### TASK
Retype every entry in its entirety, without alteration.

### MATERIAL FOR THIS EXERCISE
───
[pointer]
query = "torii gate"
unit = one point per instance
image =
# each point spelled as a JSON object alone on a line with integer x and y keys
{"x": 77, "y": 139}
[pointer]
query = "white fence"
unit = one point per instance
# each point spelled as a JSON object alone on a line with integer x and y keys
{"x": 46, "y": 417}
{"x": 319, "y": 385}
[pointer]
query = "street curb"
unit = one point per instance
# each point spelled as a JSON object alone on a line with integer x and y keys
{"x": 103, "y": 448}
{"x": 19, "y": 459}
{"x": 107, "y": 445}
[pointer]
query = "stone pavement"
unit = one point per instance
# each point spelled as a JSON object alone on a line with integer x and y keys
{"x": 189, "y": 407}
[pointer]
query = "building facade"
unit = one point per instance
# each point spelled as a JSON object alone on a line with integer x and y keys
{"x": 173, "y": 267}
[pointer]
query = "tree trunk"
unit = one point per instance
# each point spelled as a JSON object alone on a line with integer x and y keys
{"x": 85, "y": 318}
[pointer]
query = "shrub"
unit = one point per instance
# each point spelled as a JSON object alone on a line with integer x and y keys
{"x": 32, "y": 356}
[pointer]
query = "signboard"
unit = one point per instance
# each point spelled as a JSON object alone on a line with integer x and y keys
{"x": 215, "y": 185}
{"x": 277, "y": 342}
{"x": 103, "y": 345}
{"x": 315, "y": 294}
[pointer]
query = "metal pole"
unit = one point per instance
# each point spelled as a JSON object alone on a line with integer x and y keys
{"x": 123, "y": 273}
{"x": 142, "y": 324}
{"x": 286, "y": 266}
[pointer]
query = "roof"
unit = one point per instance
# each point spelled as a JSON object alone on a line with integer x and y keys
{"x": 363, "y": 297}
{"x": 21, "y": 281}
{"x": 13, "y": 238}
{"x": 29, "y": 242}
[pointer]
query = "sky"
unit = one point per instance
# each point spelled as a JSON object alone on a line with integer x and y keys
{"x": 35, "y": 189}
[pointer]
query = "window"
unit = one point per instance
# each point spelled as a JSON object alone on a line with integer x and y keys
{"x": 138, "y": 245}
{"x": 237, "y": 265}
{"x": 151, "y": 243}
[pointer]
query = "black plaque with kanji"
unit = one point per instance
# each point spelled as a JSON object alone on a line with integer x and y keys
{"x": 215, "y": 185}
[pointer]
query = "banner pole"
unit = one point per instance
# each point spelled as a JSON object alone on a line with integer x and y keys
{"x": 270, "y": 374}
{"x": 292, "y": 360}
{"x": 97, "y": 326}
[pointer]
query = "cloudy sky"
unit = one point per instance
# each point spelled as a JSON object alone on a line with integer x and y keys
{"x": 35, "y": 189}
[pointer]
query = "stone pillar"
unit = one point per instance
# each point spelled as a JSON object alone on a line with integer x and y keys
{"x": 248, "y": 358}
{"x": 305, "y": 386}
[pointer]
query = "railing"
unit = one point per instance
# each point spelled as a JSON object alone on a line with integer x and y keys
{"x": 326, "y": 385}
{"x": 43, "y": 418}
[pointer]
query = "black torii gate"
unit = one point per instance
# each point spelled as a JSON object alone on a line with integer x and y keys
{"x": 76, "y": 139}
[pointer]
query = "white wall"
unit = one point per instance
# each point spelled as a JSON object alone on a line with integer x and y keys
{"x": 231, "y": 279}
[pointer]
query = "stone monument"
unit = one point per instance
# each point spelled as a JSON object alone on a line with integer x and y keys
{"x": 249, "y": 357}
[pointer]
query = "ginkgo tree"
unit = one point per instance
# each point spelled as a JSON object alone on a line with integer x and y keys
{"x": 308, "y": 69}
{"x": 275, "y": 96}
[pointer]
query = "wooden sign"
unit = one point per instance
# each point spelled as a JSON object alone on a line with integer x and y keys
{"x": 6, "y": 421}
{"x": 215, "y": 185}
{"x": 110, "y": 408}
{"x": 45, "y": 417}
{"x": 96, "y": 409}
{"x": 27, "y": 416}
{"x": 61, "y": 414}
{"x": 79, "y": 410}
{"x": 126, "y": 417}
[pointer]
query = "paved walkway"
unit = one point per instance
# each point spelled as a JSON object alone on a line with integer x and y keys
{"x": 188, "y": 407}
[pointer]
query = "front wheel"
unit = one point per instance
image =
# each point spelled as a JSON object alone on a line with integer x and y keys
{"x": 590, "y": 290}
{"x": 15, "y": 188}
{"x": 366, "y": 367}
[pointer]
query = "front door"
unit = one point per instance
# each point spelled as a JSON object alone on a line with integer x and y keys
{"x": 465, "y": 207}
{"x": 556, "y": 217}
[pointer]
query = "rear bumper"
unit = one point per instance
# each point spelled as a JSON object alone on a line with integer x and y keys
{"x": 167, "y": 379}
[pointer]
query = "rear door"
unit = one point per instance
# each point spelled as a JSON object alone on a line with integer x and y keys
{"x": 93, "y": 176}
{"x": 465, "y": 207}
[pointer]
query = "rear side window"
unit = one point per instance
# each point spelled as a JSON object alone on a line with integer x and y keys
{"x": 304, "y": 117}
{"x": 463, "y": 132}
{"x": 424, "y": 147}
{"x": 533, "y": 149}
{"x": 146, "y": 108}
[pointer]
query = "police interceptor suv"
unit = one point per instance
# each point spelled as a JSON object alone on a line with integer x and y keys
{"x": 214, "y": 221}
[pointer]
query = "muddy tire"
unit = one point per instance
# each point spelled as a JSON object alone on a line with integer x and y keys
───
### ANSWER
[pointer]
query = "torii gate"
unit = one point per instance
image =
# each point spelled as a JSON object alone on a line with integer x and y keys
{"x": 77, "y": 139}
[pointer]
query = "white fence"
unit = one point per instance
# each point spelled as a JSON object alone on a line with integer x and y keys
{"x": 46, "y": 417}
{"x": 319, "y": 385}
[pointer]
query = "street curb"
unit = one point per instance
# each point spelled as a JSON object alone on a line with integer x and y keys
{"x": 103, "y": 448}
{"x": 19, "y": 459}
{"x": 107, "y": 445}
[pointer]
query = "stone pavement"
unit = one point per instance
# each point spelled as a JSON object alone on a line with integer x and y keys
{"x": 189, "y": 407}
[pointer]
query = "building facade"
unit = one point per instance
# each point spelled as a JSON object alone on a line with integer x and y keys
{"x": 173, "y": 267}
[pointer]
query = "tree trunk"
unit = one point per instance
# each point spelled as a JSON object alone on a line with integer x and y keys
{"x": 85, "y": 318}
[pointer]
query = "shrub"
unit = one point per instance
# each point spelled as a JSON object alone on a line with integer x and y keys
{"x": 32, "y": 356}
[pointer]
query = "signboard"
unit = one point per instance
# each point spelled as a JSON object alone on a line with integer x and y keys
{"x": 215, "y": 185}
{"x": 277, "y": 342}
{"x": 103, "y": 345}
{"x": 315, "y": 294}
[pointer]
query = "metal pole"
unit = one point per instance
# each point spelled as a JSON object alone on a line with integer x and y keys
{"x": 123, "y": 273}
{"x": 142, "y": 324}
{"x": 286, "y": 266}
[pointer]
query = "roof"
unit = one point per instance
# each point spelled as a JSON object alone on a line with integer x and y keys
{"x": 363, "y": 297}
{"x": 21, "y": 281}
{"x": 13, "y": 238}
{"x": 29, "y": 242}
[pointer]
query = "sky"
unit = one point per instance
# each point spelled as a JSON object alone on a line with integer x and y keys
{"x": 35, "y": 189}
[pointer]
query = "window"
unit = one point per instance
# each point spelled as a JSON object alone on a line with integer x and y keys
{"x": 138, "y": 245}
{"x": 237, "y": 265}
{"x": 151, "y": 243}
[pointer]
query = "black plaque with kanji"
unit = one point per instance
# each point spelled as a JSON object alone on a line with integer x and y keys
{"x": 215, "y": 185}
[pointer]
query = "banner pole"
unit = one point per instance
# each point spelled as a JSON object alone on a line with integer x and y keys
{"x": 270, "y": 374}
{"x": 292, "y": 360}
{"x": 97, "y": 326}
[pointer]
query = "cloudy sky"
unit = one point per instance
# each point spelled as a JSON object alone on a line with integer x and y keys
{"x": 35, "y": 189}
[pointer]
query = "stone pillar"
unit = one point per instance
# each point spelled as a JSON object alone on a line with integer x and y keys
{"x": 248, "y": 358}
{"x": 305, "y": 386}
[pointer]
query = "railing"
unit = one point per instance
# each point spelled as a JSON object alone on a line with integer x and y keys
{"x": 326, "y": 385}
{"x": 43, "y": 418}
[pointer]
query = "black torii gate"
unit = one point per instance
# each point spelled as a JSON object alone on a line with integer x and y keys
{"x": 76, "y": 139}
[pointer]
query = "white wall"
unit = one point per instance
# each point spelled as a JSON object alone on a line with integer x and y keys
{"x": 231, "y": 279}
[pointer]
query = "stone monument"
unit = one point per instance
# each point spelled as a JSON object alone on a line with integer x and y keys
{"x": 249, "y": 357}
[pointer]
query = "ginkgo tree"
unit = one point per instance
# each point spelled as a JSON object alone on a line with integer x and y keys
{"x": 308, "y": 69}
{"x": 275, "y": 96}
[pointer]
query = "wooden sign"
unit = one point per instance
# each point spelled as a JSON object alone on a line with integer x and y keys
{"x": 6, "y": 421}
{"x": 215, "y": 185}
{"x": 110, "y": 408}
{"x": 45, "y": 417}
{"x": 96, "y": 409}
{"x": 27, "y": 416}
{"x": 61, "y": 414}
{"x": 79, "y": 410}
{"x": 126, "y": 417}
[pointer]
query = "paved walkway"
unit = one point per instance
# each point spelled as a JSON object alone on a line with integer x and y keys
{"x": 188, "y": 407}
[pointer]
query = "front wheel"
unit = one point per instance
image =
# each point spelled as a JSON object alone on a line with integer x and y keys
{"x": 590, "y": 290}
{"x": 15, "y": 188}
{"x": 366, "y": 367}
[pointer]
query = "front door"
unit = one point per instance
# each point spelled as a JSON object alone on a line with integer x and y keys
{"x": 465, "y": 207}
{"x": 556, "y": 217}
[pointer]
query = "rear bumper"
unit = one point per instance
# each point spelled as a JSON object alone on a line with integer x and y keys
{"x": 167, "y": 379}
[pointer]
query = "rear door"
unit = one point per instance
# each point spelled as a JSON object alone on a line with integer x and y keys
{"x": 93, "y": 176}
{"x": 465, "y": 207}
[pointer]
query = "rear side window"
unit = one point per instance
# each point spelled as a JSON object alone on a line with integer x and y keys
{"x": 304, "y": 117}
{"x": 463, "y": 132}
{"x": 424, "y": 147}
{"x": 533, "y": 149}
{"x": 146, "y": 108}
[pointer]
query = "police interceptor suv"
unit = one point per instance
# each point spelled as a JSON object alone on a line with integer x and y keys
{"x": 214, "y": 221}
[pointer]
query = "muddy tire"
unit = one point per instance
# each point spelled as a JSON object alone on a line with integer x and y keys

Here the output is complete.